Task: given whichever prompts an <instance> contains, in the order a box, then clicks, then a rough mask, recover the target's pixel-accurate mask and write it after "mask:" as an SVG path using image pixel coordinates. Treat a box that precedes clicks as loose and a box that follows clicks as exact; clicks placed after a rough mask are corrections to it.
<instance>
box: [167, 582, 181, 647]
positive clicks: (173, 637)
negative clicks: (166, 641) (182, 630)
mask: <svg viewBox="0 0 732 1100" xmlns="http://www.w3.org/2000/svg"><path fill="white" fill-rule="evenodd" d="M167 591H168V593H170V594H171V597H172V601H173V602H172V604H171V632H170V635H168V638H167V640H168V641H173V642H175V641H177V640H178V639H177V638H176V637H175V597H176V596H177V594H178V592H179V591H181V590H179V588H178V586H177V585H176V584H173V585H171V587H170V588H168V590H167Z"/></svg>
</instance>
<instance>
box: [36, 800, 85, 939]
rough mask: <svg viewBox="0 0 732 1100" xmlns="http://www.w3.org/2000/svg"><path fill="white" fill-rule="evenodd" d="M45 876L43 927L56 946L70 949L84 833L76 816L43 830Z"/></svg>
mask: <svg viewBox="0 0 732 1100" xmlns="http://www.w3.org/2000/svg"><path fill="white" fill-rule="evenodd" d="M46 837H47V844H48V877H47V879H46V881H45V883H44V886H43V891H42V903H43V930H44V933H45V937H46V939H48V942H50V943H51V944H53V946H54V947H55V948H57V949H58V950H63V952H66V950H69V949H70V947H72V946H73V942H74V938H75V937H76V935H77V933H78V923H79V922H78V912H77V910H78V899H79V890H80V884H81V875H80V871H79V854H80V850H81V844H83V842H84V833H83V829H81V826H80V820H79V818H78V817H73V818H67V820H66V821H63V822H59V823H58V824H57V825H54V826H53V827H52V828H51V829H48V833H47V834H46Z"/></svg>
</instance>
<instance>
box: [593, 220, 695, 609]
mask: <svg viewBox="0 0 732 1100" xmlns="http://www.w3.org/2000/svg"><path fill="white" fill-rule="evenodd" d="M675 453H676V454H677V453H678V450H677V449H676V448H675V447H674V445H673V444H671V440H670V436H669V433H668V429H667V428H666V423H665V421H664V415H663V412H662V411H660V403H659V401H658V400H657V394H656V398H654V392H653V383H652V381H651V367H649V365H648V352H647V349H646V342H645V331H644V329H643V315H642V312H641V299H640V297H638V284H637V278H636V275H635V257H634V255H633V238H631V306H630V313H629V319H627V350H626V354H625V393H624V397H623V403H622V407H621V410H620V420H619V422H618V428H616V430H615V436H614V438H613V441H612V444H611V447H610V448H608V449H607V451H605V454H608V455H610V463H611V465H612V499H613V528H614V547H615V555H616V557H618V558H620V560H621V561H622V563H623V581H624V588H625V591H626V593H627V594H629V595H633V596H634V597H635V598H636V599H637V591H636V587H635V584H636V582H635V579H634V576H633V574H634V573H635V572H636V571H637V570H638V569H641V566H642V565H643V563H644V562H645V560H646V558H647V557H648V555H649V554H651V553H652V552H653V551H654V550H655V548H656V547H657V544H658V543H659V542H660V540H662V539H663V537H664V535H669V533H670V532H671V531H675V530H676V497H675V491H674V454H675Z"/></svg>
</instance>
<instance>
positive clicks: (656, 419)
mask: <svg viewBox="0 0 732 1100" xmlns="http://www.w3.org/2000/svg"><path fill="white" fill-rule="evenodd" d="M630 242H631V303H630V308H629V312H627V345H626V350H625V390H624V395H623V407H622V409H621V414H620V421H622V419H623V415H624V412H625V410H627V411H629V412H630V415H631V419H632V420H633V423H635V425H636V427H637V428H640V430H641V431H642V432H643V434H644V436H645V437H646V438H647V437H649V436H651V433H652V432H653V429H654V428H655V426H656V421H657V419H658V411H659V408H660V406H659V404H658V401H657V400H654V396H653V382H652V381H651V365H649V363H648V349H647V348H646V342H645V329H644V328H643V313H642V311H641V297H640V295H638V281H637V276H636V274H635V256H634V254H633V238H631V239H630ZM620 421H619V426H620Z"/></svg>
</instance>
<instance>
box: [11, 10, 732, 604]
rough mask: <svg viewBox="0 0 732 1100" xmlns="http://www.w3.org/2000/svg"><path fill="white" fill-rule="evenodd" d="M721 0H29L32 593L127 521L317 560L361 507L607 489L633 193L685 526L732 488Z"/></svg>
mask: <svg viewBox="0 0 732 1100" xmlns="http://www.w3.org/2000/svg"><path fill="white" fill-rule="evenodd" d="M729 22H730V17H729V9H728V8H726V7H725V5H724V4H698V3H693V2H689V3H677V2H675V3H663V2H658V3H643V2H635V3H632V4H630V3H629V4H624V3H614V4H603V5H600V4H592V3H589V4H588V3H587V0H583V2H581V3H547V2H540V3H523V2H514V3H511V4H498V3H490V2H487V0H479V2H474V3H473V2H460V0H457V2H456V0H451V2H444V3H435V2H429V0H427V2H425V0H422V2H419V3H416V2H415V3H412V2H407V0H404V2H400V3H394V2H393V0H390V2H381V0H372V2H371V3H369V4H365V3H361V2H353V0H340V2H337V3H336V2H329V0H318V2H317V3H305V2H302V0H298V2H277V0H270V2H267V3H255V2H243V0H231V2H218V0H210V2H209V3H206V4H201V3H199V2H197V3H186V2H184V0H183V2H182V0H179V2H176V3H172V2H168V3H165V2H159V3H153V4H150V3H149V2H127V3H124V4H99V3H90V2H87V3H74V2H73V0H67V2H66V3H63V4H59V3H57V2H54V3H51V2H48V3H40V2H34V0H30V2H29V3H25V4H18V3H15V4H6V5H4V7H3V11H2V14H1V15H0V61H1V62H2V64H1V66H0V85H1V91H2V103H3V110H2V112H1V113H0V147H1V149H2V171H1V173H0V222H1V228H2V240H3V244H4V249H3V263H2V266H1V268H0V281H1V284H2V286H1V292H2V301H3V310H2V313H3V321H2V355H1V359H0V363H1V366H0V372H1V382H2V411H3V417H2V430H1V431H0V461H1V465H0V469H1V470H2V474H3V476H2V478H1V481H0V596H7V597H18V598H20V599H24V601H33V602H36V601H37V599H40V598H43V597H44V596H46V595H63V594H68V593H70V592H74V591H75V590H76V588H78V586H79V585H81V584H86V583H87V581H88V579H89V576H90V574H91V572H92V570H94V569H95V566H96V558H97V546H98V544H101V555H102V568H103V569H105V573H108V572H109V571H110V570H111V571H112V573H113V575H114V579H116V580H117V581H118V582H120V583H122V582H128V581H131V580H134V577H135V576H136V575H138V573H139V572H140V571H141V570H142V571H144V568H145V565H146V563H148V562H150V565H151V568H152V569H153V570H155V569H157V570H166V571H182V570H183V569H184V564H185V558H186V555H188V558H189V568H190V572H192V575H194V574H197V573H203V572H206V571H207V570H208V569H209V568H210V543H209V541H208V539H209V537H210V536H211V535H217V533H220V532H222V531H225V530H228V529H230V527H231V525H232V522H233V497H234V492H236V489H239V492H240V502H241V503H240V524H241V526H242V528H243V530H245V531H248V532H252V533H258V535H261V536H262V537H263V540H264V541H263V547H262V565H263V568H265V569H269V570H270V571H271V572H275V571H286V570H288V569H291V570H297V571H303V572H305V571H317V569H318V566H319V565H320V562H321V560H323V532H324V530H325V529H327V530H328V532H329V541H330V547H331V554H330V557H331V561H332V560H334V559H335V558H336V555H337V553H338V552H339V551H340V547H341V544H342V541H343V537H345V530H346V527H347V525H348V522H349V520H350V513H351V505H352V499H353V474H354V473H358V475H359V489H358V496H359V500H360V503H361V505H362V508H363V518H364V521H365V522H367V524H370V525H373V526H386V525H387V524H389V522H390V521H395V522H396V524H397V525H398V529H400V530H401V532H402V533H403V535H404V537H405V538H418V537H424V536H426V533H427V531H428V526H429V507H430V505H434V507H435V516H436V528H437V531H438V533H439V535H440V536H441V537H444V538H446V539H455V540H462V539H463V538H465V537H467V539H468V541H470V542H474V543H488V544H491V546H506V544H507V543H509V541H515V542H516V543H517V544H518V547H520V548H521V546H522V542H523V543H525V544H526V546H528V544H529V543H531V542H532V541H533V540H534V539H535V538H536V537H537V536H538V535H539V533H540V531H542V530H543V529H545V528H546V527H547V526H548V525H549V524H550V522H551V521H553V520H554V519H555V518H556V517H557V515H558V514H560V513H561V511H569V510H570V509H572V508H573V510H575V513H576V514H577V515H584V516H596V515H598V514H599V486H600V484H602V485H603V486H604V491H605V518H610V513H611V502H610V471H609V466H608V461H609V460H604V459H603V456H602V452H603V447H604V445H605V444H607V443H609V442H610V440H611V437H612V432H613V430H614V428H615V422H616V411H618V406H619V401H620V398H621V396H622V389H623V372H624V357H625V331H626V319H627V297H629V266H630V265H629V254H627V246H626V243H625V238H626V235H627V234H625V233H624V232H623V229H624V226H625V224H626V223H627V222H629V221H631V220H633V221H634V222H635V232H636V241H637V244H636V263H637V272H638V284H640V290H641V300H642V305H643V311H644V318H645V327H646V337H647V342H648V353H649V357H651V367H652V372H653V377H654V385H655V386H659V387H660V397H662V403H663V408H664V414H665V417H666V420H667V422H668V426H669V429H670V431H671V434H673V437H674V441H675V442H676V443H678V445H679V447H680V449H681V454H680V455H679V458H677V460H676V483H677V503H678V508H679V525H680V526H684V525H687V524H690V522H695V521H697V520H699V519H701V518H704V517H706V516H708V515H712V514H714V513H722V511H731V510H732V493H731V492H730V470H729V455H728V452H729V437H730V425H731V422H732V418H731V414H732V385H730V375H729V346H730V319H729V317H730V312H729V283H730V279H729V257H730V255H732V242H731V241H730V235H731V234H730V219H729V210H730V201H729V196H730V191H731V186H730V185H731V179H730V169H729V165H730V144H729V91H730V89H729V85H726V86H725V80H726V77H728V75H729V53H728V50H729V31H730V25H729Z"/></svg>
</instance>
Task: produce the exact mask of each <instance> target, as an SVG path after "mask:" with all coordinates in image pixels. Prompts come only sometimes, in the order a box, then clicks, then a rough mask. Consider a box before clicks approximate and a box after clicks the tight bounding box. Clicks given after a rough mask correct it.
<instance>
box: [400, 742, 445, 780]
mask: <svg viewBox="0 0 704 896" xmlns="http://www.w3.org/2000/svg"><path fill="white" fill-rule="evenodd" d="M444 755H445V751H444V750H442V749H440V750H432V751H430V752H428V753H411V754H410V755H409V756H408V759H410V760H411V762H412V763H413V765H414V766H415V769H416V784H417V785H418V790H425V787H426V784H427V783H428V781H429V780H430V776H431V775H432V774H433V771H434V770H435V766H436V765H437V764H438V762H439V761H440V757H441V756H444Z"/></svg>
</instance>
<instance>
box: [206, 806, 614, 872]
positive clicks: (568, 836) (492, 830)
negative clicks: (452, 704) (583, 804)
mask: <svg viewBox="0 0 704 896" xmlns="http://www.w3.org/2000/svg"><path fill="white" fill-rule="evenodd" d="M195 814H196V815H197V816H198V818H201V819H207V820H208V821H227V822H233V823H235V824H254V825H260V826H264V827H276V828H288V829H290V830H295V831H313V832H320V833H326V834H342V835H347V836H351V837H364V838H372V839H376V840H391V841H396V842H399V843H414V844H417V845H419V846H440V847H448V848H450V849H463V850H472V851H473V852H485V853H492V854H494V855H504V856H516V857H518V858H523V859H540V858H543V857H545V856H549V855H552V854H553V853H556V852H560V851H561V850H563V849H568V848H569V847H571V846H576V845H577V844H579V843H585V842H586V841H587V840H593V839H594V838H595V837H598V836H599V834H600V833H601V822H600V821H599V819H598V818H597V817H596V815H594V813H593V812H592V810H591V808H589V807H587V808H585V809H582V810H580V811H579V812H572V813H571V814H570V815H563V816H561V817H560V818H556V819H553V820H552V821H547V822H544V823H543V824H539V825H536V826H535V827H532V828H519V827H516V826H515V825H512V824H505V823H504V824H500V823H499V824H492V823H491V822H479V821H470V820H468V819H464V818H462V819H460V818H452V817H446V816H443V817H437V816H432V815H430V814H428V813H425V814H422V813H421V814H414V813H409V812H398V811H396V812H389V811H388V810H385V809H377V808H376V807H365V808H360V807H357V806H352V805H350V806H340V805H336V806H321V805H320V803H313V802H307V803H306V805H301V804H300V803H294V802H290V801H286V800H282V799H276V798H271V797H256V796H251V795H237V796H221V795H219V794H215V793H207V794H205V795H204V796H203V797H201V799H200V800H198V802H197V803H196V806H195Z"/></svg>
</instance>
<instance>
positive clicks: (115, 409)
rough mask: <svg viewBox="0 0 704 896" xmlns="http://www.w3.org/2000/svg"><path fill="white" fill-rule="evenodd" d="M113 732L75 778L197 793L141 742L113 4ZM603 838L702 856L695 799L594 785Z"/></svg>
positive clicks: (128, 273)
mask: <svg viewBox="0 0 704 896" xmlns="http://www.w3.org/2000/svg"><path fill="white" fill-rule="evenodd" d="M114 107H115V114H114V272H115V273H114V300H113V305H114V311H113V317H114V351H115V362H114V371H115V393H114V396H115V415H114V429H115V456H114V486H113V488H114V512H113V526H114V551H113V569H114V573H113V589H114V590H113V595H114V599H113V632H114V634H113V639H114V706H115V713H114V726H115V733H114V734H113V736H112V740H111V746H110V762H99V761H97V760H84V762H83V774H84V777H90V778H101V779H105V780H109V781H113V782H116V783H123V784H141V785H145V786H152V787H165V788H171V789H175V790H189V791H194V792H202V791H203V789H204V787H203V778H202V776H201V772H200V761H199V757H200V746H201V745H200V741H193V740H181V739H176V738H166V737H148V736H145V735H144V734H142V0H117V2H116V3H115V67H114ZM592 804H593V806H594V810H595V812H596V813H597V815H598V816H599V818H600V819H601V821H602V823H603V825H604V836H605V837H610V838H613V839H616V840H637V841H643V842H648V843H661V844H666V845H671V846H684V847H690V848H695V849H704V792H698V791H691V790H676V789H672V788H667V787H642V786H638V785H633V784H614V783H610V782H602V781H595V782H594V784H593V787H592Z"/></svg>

----------------------------------------

Gather and copy every line of the data in which the string "given" is found.

## TASK OUTPUT
Task: given whichever prompts an <instance> contains, in the order a box, then clicks, then a rough mask, recover the target's pixel-accurate mask and write it after "mask:" as an SVG path using image pixel coordinates. Treat a box that precedes clicks as loose and a box that follows clicks as exact; clicks placed after a rough mask are corrections to it.
Task: produce the exact mask of each <instance> target, as an SVG path after "mask:" with all coordinates in image pixels. Prompts come only sometimes, in the order a box, then clicks, then a rough mask. Consider a box before clicks approximate and a box after clicks the tight bounding box. Clicks given after a rough mask correct it.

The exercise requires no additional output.